* Given text:
::::
# Car Analysis Project Using PySpark in Databricks
By:
Bett Kipkemoi
Dominick Ong'aro
Faith Ngina
Dennis

## Introduction:
Apache Spark is an open-source, distributed computing framework designed for large-scale data processing and analytics. Originally developed in 2009 at UC Berkeley's AMPLab, it became an Apache top-level project in 2013. Spark is built around the concept of Resilient Distributed Datasets (RDDs), which are fault-tolerant collections of data that can be processed in parallel across a cluster of machines.

Spark supports multiple languages: Scala, Java, Python (PySpark), R, and SQL. It runs on clusters managed by Hadoop YARN, Kubernetes, Mesos, or standalone, and can read from various sources like HDFS, S3, databases, and more.

Spark excels at handling big data workloads where traditional tools like Hadoop MapReduce fall short in speed and flexibility. Its primary advantages:

1. Speed: Uses in-memory computing, making it up to 100x faster than disk-based MapReduce for iterative tasks and 10x on disk.
::::
* Listed records:
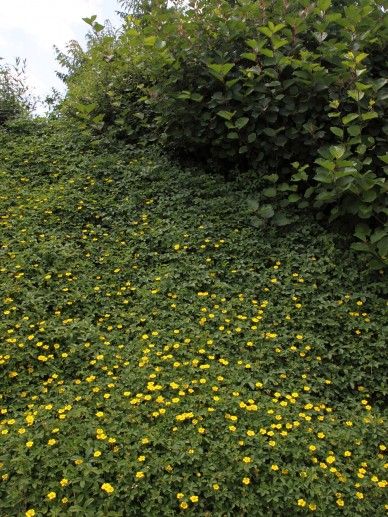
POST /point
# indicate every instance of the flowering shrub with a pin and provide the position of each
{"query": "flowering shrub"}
(160, 356)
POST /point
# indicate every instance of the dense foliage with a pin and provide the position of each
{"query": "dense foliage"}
(296, 89)
(161, 356)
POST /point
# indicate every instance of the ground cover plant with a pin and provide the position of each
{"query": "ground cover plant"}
(162, 356)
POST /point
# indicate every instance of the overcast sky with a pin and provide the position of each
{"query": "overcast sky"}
(30, 28)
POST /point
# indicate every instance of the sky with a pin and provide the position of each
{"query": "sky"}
(30, 28)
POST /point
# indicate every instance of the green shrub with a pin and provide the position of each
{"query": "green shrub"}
(260, 86)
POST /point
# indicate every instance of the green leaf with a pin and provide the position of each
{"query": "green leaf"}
(362, 231)
(150, 41)
(197, 97)
(337, 131)
(241, 122)
(269, 131)
(253, 204)
(249, 55)
(354, 130)
(293, 198)
(382, 246)
(378, 235)
(281, 219)
(360, 246)
(273, 178)
(349, 118)
(337, 151)
(266, 51)
(266, 31)
(220, 70)
(369, 115)
(266, 211)
(227, 115)
(97, 27)
(270, 192)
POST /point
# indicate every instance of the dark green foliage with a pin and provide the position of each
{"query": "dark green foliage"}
(124, 279)
(14, 99)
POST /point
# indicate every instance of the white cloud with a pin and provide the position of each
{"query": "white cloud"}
(30, 29)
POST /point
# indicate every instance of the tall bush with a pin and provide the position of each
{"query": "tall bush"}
(293, 88)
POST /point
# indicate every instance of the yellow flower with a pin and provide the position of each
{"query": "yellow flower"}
(107, 487)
::::
* Task requirements:
(a) Answer these from the car analysis page:
(i) In what year did Spark become an Apache top-level project?
(ii) Besides standalone, which cluster managers can Spark run on?
(iii) For iterative tasks, up to how much faster than disk-based MapReduce is Spark?
(b) Duplicate the passage of the car analysis page that opens with the words containing "Spark supports multiple" and closes with "10x on disk.".
(c) Put this sentence from the car analysis page into Spanish: "Spark supports multiple languages: Scala, Java, Python (PySpark), R, and SQL."

* Responses:
(a)
(i) 2013
(ii) Hadoop YARN, Kubernetes, and Mesos
(iii) Up to 100x

(b)
Spark supports multiple languages: Scala, Java, Python (PySpark), R, and SQL. It runs on clusters managed by Hadoop YARN, Kubernetes, Mesos, or standalone, and can read from various sources like HDFS, S3, databases, and more.

Spark excels at handling big data workloads where traditional tools like Hadoop MapReduce fall short in speed and flexibility. Its primary advantages:

1. Speed: Uses in-memory computing, making it up to 100x faster than disk-based MapReduce for iterative tasks and 10x on disk.

(c) Spark admite varios lenguajes: Scala, Java, Python (PySpark), R y SQL.